--- Extracted records Enclosed Below ---

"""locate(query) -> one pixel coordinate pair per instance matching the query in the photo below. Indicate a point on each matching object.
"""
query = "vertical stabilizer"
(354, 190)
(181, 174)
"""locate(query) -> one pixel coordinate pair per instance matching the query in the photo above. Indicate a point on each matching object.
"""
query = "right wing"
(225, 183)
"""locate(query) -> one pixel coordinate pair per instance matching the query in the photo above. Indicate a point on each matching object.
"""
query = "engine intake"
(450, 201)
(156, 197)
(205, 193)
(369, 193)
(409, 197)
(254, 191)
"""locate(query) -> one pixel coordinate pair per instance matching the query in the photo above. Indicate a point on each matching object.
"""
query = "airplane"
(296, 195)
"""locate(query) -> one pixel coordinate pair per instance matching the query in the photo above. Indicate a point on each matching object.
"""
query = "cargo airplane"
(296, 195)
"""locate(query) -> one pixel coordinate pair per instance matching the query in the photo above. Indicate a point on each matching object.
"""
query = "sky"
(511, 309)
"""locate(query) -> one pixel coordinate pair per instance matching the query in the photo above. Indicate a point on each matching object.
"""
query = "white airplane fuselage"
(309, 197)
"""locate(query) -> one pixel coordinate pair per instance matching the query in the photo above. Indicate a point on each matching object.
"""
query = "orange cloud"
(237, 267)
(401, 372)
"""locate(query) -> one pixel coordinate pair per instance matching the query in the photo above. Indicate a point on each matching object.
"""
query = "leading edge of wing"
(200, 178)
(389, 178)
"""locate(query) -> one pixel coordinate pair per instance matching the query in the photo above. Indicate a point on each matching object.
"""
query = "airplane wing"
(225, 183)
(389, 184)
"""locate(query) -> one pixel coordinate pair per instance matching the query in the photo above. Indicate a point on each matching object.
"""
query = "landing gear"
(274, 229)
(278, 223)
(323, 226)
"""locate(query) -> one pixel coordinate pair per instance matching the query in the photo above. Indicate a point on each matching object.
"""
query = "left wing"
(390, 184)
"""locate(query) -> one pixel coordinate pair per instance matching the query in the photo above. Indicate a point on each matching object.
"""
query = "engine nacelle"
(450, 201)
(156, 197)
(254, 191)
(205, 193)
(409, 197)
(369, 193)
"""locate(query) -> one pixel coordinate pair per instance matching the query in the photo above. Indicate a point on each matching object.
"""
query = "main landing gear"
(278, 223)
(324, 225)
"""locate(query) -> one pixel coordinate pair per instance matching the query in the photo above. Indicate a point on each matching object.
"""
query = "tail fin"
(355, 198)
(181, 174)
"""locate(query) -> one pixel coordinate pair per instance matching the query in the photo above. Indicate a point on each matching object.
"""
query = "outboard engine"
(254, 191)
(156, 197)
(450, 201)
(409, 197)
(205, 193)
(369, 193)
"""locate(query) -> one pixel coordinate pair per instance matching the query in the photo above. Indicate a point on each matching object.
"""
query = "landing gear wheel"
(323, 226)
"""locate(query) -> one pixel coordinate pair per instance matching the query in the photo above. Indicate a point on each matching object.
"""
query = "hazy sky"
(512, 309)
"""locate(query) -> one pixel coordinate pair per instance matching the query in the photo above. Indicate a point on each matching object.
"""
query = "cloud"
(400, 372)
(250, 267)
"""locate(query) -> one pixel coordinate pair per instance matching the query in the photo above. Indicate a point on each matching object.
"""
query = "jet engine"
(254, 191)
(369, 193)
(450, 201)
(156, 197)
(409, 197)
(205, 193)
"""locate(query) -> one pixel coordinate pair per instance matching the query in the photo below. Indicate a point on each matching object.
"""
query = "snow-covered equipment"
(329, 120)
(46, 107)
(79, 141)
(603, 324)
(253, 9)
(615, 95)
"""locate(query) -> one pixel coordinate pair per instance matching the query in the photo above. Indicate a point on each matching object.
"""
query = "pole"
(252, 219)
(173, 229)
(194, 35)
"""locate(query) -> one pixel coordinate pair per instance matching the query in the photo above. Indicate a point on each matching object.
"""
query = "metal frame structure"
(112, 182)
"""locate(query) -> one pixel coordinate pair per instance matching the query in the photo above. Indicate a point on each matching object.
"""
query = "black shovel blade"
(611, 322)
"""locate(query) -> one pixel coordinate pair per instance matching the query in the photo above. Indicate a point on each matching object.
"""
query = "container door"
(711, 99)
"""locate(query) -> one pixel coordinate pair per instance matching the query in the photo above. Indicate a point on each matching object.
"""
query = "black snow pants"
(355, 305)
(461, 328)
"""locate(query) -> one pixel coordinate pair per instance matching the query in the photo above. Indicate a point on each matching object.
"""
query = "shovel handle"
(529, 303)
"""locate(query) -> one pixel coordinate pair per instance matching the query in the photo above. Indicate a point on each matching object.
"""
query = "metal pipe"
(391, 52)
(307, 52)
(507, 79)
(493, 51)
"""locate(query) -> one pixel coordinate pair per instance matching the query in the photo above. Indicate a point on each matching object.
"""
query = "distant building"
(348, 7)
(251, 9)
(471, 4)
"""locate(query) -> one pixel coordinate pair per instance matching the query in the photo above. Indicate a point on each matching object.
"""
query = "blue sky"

--- End of Enclosed Extracted records ---

*Your assignment*. Print every line you see above, exactly as written.

*Final answer*.
"""locate(query) -> one pixel coordinate pair per instance matching the query in the photo below. Indicate a point on each matching object.
"""
query = "vertical stabilizer"
(354, 190)
(181, 174)
"""locate(query) -> one pixel coordinate pair per instance matching the query in the photo above. Indicate a point on each matching object.
"""
query = "right wing"
(225, 183)
"""locate(query) -> one pixel coordinate pair per instance matching the query in the photo above. Indicate a point on each matching object.
"""
query = "engine intake"
(450, 201)
(156, 197)
(205, 193)
(369, 193)
(409, 197)
(254, 191)
"""locate(query) -> one pixel coordinate pair per instance matching the query in the photo above. Indicate a point on each matching object.
"""
query = "airplane"
(296, 195)
"""locate(query) -> one pixel coordinate pair per instance matching the query in the photo above. Indicate a point on each matching object.
"""
query = "cargo airplane"
(296, 195)
"""locate(query) -> one pixel coordinate pair per instance matching the query in the photo above. Indicate a point on each matching object.
"""
query = "sky"
(511, 309)
"""locate(query) -> one pixel coordinate pair per instance matching the query in the photo above. Indicate a point on each matching object.
"""
query = "white airplane fuselage"
(309, 197)
"""locate(query) -> one pixel coordinate pair per instance matching the query in the photo above. Indicate a point on each matching object.
"""
query = "orange cloud"
(237, 267)
(401, 372)
"""locate(query) -> one pixel coordinate pair per instance matching the query in the photo above. Indicate a point on each matching object.
"""
query = "leading edge of wing"
(200, 178)
(389, 178)
"""locate(query) -> one pixel coordinate pair per instance matching the query in the photo above. Indicate a point on each matching object.
"""
query = "airplane wing"
(225, 183)
(389, 184)
"""locate(query) -> one pixel coordinate pair per instance matching the query in the photo above. Indicate a point on each matching object.
"""
query = "landing gear"
(274, 229)
(278, 223)
(323, 226)
"""locate(query) -> one pixel coordinate pair per instance matching the query in the photo above. Indicate a point on each matching object.
"""
query = "left wing"
(390, 184)
"""locate(query) -> one pixel coordinate pair per instance matching the query in the photo above. Indicate a point on each matching object.
"""
query = "engine nacelle"
(450, 201)
(156, 197)
(254, 191)
(205, 193)
(409, 197)
(369, 193)
"""locate(query) -> one pixel coordinate pair per instance matching the query in the photo above. Indicate a point on each matching object.
"""
query = "main landing gear"
(278, 223)
(324, 225)
"""locate(query) -> one pixel coordinate pair per instance matching the query in the photo above. Indicate a point on each matching object.
"""
query = "tail fin"
(355, 198)
(181, 174)
"""locate(query) -> one pixel coordinate pair per instance matching the query in the photo above. Indicate a point on each matching object.
"""
query = "outboard engine"
(254, 191)
(156, 197)
(450, 201)
(409, 197)
(205, 193)
(369, 193)
"""locate(query) -> one pixel coordinate pair per instance matching the query in the photo above. Indicate a point on each matching object.
"""
query = "landing gear wheel"
(323, 226)
"""locate(query) -> one pixel coordinate pair per instance matching the query in the photo above. Indicate a point on each matching object.
"""
query = "hazy sky"
(512, 309)
"""locate(query) -> one pixel coordinate pair per instance matching the query in the photo above. Indicate a point on each matching object.
"""
query = "cloud"
(400, 372)
(250, 267)
"""locate(query) -> one pixel coordinate pair per instance matching the query in the photo above. Indicate a point on each matching object.
"""
query = "jet engine"
(254, 191)
(369, 193)
(450, 201)
(156, 197)
(409, 197)
(205, 193)
"""locate(query) -> one pixel coordinate pair per instance matching the query in the photo below. Indicate a point on each matching object.
"""
query = "snow-covered equipment"
(329, 120)
(46, 107)
(79, 141)
(603, 324)
(253, 9)
(615, 95)
"""locate(query) -> one pixel coordinate pair per instance matching the query in the photo above. Indicate a point on each matching object.
"""
query = "pole"
(252, 219)
(173, 229)
(194, 35)
"""locate(query) -> one pixel coordinate pair per instance matching the query in the photo above. Indicate a point on each matching object.
"""
query = "metal frame structure"
(112, 182)
"""locate(query) -> one pixel coordinate pair per instance matching the query in the photo above. Indicate a point on each matching object.
"""
query = "black shovel blade"
(611, 322)
"""locate(query) -> one pixel coordinate pair per instance matching the query in the photo above. Indicate a point on each matching object.
"""
query = "container door"
(711, 99)
"""locate(query) -> one pixel coordinate pair per instance matching the query in the photo above. Indicate a point on each matching object.
"""
query = "black snow pants"
(355, 305)
(461, 328)
"""locate(query) -> one pixel coordinate pair per instance matching the query in the photo above. Indicate a point on each matching object.
"""
query = "shovel handle"
(529, 303)
"""locate(query) -> one pixel coordinate pair per instance matching the query in the photo above. Indicate a point on each matching object.
"""
query = "metal pipe"
(391, 52)
(307, 52)
(507, 79)
(493, 51)
"""locate(query) -> one pixel coordinate pair per instance matching the query in the photo above. Indicate a point on each matching object.
"""
query = "distant building"
(348, 7)
(251, 9)
(471, 4)
"""locate(query) -> one pixel coordinate pair per instance matching the query in the photo above. Indicate a point on each matching object.
"""
query = "blue sky"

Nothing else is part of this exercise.